What this task involves: Can you reproduce, word for word, the stretch of the Ratio Test solution from "The Ratio Test states" through "test is inconclusive."?

Document segment:
****************************************
Use the Ratio Test to determine the convergence or divergence of the series. $$ \sum_{n=1}^{\infty} n\left(\frac{3}{4}\right)^{n} $$

Short Answer

Expert verified
The series \(\sum_{n=1}^{\infty} n(\frac{3}{4})^{n}\) is convergent, since the limit calculated through the Ratio Test is less than 1.

Step by step solution

01

Write down the formula for the Ratio Test

The Ratio Test states that for a series \(\sum_{n=1}^{\infty} a_n\), we consider \(L = \lim_{n \to \infty} \left|\frac{a_{n+1}}{a_n}\right|\). If \(L < 1\), the series is absolutely convergent. If \(L > 1\), the series is divergent. If \(L = 1\), the test is inconclusive.
****************************************
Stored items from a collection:
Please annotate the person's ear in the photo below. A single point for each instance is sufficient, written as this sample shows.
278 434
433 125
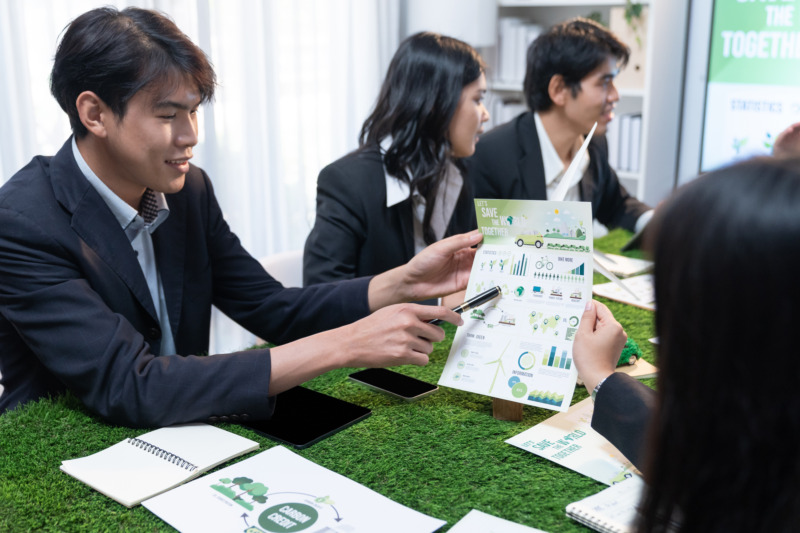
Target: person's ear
94 113
558 90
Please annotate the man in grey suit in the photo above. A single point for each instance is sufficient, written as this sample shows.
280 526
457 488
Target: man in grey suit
569 85
113 251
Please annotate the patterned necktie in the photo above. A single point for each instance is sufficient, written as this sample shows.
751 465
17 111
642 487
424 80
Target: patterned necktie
148 207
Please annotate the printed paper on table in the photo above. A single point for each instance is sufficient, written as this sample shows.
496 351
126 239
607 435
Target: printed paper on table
519 347
569 440
278 490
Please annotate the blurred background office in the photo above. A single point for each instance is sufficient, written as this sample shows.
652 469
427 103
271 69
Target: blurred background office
297 78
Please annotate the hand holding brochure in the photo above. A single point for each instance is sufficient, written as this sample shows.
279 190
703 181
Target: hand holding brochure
138 468
519 347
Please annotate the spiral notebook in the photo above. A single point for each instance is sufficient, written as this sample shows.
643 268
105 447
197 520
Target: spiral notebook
137 468
612 510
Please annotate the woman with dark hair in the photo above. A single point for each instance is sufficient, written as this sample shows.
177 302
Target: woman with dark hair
719 449
402 189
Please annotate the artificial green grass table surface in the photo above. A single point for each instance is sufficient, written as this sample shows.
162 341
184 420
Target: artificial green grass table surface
442 455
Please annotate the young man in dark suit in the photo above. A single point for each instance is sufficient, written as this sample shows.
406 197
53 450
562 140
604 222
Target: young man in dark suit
113 251
569 85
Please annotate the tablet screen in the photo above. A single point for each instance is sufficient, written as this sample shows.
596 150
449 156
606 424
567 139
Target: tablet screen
303 417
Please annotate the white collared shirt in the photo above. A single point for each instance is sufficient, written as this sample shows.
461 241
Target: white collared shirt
446 198
141 241
554 168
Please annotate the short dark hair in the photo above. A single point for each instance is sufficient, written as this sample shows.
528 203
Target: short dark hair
115 54
573 49
726 311
417 101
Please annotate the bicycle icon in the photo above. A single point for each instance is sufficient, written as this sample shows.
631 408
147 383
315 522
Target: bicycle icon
544 262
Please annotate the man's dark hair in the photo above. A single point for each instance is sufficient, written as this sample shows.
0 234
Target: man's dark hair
115 54
573 49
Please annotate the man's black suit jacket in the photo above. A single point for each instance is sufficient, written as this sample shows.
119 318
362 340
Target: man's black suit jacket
508 165
622 410
76 313
355 234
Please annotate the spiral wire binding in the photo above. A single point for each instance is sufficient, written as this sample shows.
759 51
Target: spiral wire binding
162 454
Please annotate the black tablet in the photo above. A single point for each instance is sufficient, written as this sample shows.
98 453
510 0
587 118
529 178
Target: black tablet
303 416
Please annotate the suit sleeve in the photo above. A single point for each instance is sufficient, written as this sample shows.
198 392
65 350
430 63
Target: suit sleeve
622 410
254 299
98 354
335 243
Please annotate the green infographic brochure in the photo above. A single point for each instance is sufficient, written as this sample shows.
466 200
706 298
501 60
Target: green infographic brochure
519 347
280 491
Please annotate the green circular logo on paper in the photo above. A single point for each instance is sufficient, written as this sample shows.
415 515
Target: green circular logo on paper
519 390
288 517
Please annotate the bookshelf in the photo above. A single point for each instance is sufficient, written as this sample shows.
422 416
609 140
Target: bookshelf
518 23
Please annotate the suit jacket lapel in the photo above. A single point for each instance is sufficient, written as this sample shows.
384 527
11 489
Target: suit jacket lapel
531 164
169 243
587 184
93 221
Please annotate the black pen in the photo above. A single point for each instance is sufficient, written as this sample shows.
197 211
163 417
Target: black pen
480 299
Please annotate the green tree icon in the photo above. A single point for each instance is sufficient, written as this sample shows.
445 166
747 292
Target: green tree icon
257 491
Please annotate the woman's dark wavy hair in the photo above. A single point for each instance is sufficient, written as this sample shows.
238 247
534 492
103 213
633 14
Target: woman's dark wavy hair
573 49
723 451
418 98
115 54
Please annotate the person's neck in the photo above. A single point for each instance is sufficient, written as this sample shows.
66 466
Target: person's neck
562 135
95 153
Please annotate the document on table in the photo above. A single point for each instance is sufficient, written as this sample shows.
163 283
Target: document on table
479 522
278 490
569 440
519 347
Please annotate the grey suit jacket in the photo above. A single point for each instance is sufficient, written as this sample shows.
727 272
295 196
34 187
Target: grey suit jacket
508 165
75 311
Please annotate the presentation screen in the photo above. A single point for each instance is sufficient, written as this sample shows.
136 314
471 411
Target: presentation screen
753 89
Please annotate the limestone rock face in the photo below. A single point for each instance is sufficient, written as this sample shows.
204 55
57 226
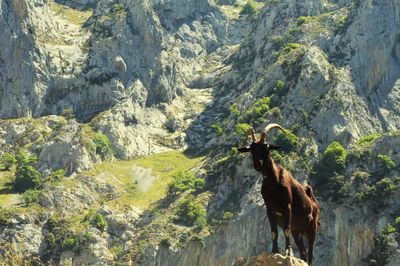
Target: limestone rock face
155 75
270 259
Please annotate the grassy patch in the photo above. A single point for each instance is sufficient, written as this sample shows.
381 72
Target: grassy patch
162 165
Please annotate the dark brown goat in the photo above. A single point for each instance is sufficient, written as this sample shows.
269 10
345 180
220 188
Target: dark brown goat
290 205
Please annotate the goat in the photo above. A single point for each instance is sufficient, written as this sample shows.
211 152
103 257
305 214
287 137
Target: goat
290 205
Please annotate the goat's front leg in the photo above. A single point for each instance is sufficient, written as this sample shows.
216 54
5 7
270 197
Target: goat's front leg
274 230
287 214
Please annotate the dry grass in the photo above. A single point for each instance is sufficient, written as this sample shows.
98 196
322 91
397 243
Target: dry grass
162 166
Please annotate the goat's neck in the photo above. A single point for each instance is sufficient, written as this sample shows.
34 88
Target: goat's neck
270 170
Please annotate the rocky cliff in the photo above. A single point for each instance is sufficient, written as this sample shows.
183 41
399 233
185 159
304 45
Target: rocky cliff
84 84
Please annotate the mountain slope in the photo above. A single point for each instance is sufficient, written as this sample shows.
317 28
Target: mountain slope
89 82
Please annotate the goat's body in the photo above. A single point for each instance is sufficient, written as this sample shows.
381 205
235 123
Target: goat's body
280 190
290 205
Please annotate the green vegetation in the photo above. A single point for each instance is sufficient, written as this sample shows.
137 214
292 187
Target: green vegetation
117 7
378 191
369 139
258 109
383 244
26 176
234 110
58 125
301 20
183 181
386 162
217 129
227 216
31 196
162 165
70 242
190 212
8 160
249 9
102 144
241 129
335 156
287 141
99 222
290 47
68 113
327 173
57 175
5 216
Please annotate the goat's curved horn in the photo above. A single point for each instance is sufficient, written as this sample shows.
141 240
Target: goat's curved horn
250 131
271 126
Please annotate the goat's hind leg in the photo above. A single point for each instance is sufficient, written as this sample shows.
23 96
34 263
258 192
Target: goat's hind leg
274 230
298 239
287 229
311 239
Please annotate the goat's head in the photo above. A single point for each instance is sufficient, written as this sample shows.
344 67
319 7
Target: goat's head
260 149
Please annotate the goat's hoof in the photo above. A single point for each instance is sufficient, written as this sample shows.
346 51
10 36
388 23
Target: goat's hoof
289 252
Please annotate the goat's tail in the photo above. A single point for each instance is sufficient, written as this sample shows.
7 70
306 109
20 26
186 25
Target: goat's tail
310 194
****************************************
Solution for this task:
The Ratio Test states that for a series \(\sum_{n=1}^{\infty} a_n\), we consider \(L = \lim_{n \to \infty} \left|\frac{a_{n+1}}{a_n}\right|\). If \(L < 1\), the series is absolutely convergent. If \(L > 1\), the series is divergent. If \(L = 1\), the test is inconclusive.